= Source text =

━━━━━━━━

As others have said, you're a citizen. End of.


----------



## OldPro (Feb 18, 2015)

Not necessarily so GWH. There is a small chance that she is not as I noted. Without knowing more regarding her parents' status when she was born, it's not a slam dunk.


----------



## GWH64 (Nov 22, 2014)

OldPro said:


> Not necessarily so GWH. There is a small chance that she is not as I noted. Without knowing more regarding her parents' status when she was born, it's not a slam dunk.


I agree and note that you'd already posted the appropriate link, but the OP might have mentioned that if applicable don't you think?


----------



## MarylandNed (May 11, 2010)

GWH64 said:


> I agree and note that you'd already posted the appropriate link, but the OP might have mentioned that if applicable don't you think?


Well, "might have" isn't the same thing as a certainty. Chances are that the OP is a Canadian citizen unless the parents were in Canada as foreign diplomats. But until we know for sure, however unlikely that might be, we can't know for sure that the OP is a Canadian citizen.

━━━━━━━━

= Given data =

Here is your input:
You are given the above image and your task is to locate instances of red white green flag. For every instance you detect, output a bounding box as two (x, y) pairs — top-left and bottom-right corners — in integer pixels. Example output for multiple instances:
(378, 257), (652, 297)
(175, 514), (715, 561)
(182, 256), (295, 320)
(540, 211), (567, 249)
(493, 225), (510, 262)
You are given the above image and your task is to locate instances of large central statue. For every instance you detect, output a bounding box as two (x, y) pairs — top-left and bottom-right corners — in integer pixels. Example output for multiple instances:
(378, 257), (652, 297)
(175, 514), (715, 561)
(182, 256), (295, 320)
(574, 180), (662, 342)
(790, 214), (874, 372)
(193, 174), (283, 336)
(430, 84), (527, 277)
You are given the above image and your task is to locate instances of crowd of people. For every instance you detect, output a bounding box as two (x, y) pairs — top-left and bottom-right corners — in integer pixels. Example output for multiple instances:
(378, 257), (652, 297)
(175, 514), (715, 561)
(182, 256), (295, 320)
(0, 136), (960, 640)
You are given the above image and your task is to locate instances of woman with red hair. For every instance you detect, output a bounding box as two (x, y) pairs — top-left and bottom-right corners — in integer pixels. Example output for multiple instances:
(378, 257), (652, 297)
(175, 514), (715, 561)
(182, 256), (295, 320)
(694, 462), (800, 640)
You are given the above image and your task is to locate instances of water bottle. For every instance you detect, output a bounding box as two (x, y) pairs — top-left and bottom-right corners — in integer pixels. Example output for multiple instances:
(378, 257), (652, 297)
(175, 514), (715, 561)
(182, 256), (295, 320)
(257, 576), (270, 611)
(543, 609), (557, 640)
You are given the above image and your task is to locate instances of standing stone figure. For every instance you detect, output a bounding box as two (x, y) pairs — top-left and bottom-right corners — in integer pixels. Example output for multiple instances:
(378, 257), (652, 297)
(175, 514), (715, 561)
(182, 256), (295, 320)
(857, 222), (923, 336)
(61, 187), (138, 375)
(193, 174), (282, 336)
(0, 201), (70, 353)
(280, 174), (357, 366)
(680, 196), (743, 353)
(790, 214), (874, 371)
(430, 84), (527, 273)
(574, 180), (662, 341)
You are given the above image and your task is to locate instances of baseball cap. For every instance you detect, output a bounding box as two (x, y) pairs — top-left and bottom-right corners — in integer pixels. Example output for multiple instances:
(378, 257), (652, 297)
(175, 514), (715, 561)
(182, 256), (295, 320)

━━━━━━━━

= Exercise task 1 =
Answer these from the citizenship thread:
(a) According to OldPro, what would need to be known before the matter is a sure thing?
(b) What did GWH64 note that OldPro had already done?
(c) What exception does MarylandNed name to the OP likely being a Canadian citizen?
= Exercise task 2 =
Do these statements agree with the citizenship thread? For each, answer yes or no and quote the words that decide it.
(a) OldPro treats her citizenship as certain.
(b) GWH64 agrees with OldPro's reply.
(c) MarylandNed thinks the OP is probably not a Canadian citizen.
= Exercise task 3 =
Write the next post in the citizenship thread, following on from MarylandNed's reply.

= Right answer 1 =
(a) More about her parents' status when she was born.
(b) Posted the appropriate link.
(c) The parents being in Canada as foreign diplomats.

= Right answer 2 =
(a) No: "it's not a slam dunk."
(b) Yes: "I agree and note that you'd already posted the appropriate link"
(c) No: "Chances are that the OP is a Canadian citizen unless the parents were in Canada as foreign diplomats."

= Right answer 3 =
----------



## GWH64 (Nov 22, 2014)

MarylandNed said:


> Well, "might have" isn't the same thing as a certainty. Chances are that the OP is a Canadian citizen unless the parents were in Canada as foreign diplomats. But until we know for sure, however unlikely that might be, we can't know for sure that the OP is a Canadian citizen.


Don't you think though that if the OP had any informed doubt she might have been back to clarify?

I get a bit tired of forum know-it-all pedants who don't bother to think before they're pedantry. Sorry but that's just me.


----------



## newbornman (Mar 12, 2015)

My friend had a similar situation and he was told that he was still Canadian when he showed he´s birth certificate.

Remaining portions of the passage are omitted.